■ Trecho
━━━━━━━━
Naquela madrugada aconteceu a mudança de governo na cidade. Assim, na sexta-feira, Kandahar amanheceu sob o mando dos insurgentes. A população notou isso porque os militantes do Talibã passeavam pela rua armados, em motos ou em carros oficiais tomados da polícia e do Exército. Havia talibãs arrancando as bandeiras afegãs das caminhonetes confiscadas do Exército. O “Afeganistão já é do islã”, dizia um deles, antes de jogar a bandeira no chão.
A maioria da população continuava trancada em suas casas, esperando para ver o que acontecia. Circulavam vídeos de policiais executados, e testemunhas diziam que na noite anterior os milicianos tinham ido de casa em casa procurando armas, tentando identificar as residências dos policiais.
O que restava do Exército afegão se refugiou em uma base próxima ao aeroporto. Lá acabaram abandonando dezenas de carros blindados e jipes cedidos pelo Governo norte-americano, que foram parar nas mãos do Talibã. No aeroporto, sem voos comerciais previstos, formou-se uma imensa fila de guerrilheiros do Talibã esperando a chance de se apropriar de algum veículo do inimigo.
As ruas, pouco a pouco, foram se repovoando. Os mais pobres, os vendedores ambulantes, os barbeiros, os donos de pequenos bares, voltavam a abrir seus negócios. Kandahar, lar espiritual do Talibã e grande feudo da etnia pashtun, sempre foi muito mais conservadora (quando não retrógrada) que Cabul: as mulheres sempre, nos últimos anos, mesmo sem estarem sob as garras do Talibã, saíam à rua muito cobertas. Desde sexta-feira passada, a única diferença que alguém poderia notar ao passear por Kandahar é que estas mulheres muito cobertas saíam menos de casa.
━━━━━━━━
■ Amostra de dados
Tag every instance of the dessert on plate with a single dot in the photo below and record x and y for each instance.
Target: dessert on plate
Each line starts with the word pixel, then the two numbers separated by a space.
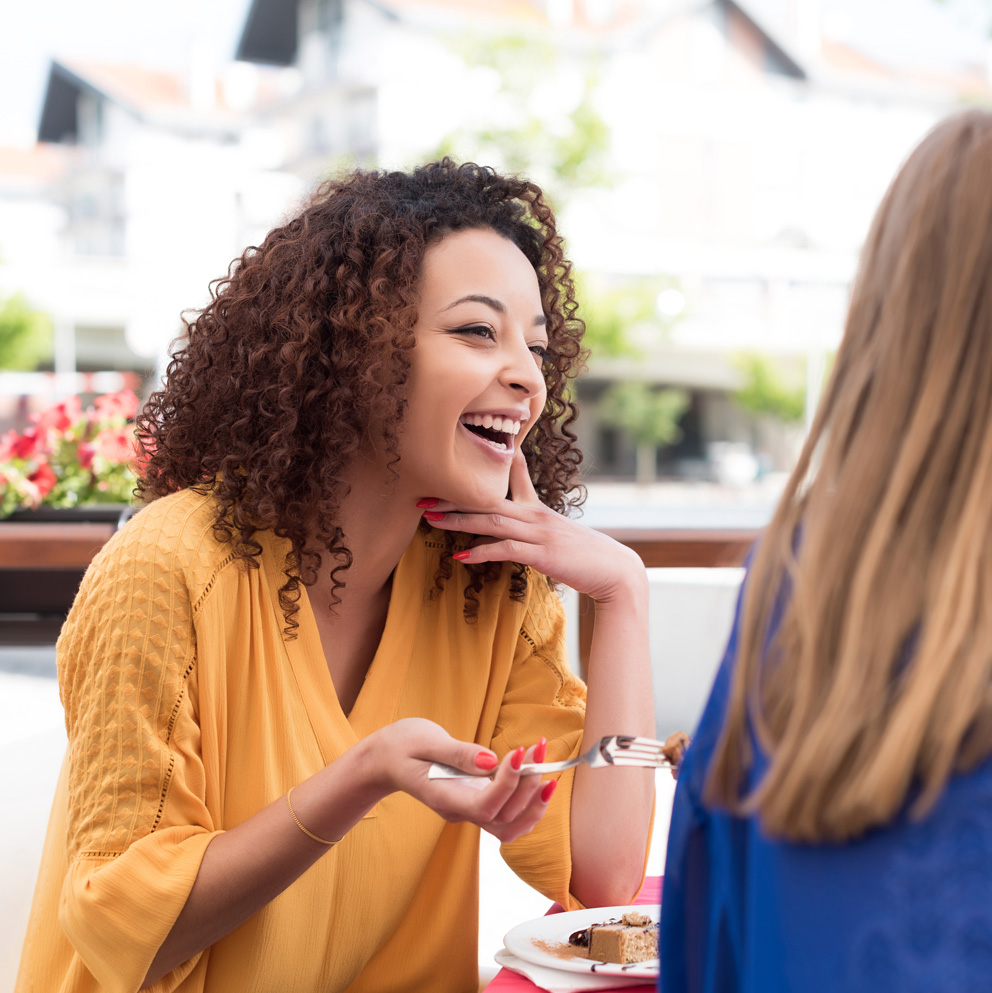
pixel 631 938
━━━━━━━━
■ Exercícios propostos
[a] Indique se cada afirmação está de acordo com o trecho sobre Kandahar, respondendo sim ou não e citando as palavras do trecho que decidem a resposta: (i) o que restava do Exército afegão se refugiou em uma base perto do aeroporto; (ii) havia voos comerciais previstos no aeroporto; (iii) os vendedores ambulantes mantiveram seus negócios fechados.
[b] Prossiga com o trecho sobre Kandahar a partir da última frase apresentada.

■ Respostas esperadas
[a]
(i) Sim: "O que restava do Exército afegão se refugiou em uma base próxima ao aeroporto."
(ii) Não: "No aeroporto, sem voos comerciais previstos, formou-se uma imensa fila de guerrilheiros do Talibã"
(iii) Não: "Os mais pobres, os vendedores ambulantes, os barbeiros, os donos de pequenos bares, voltavam a abrir seus negócios."

[b]
As ruas se esvaziaram de mulheres, mas se encheram de motos, um veículo não muito permitido pela polícia, porque era usado pelo Talibã para cometer atentados. Estes continuavam celebrando sua vitória disparando rajadas de metralhadoras para o ar ou para o chão. No domingo, as últimas forças do Exército afegão se renderam, e um cessar-fogo foi declarado. Um representante do Talibã concedeu entrevista coletiva proclamando a segurança nas ruas de Kandahar. No mesmo dia, foi anunciada a conquista de Cabul. O Afeganistão inteiro passava às mãos do Talibã.
Um grupo de milicianos de Kandahar organizou uma caravana para chegar à capital recém-conquistada. Os quase 500 quilômetros que separam as duas cidades não são percorridos em menos de nove horas, devido ao estado catastrófico da estrada, cheio de buracos e valas, com o asfalto deformado pela falta de reparações e o peso dos veículos. A caravana cruzava com ônibus de linha que faziam o mesmo percurso no sentido contrário, com caminhões de carga procedentes de Cabul, com pequenas comitivas de talibãs das localidades próximas montados em motos, com seus fuzis nas costas.
Em Cabul vigora o toque de recolher noturno. De dia, o centro da cidade e os bairros mais acomodados parecem muito mais vazios do que o normal, em expectativa, com os cafés e restaurantes fechados. Nos subúrbios da cidade, nas partes mais humildes, há mais movimento, mais lojas abertas, mais pequenos cafés que não podem se dar ao luxo de permanecer fechados, apesar de não saberem o que será do seu futuro.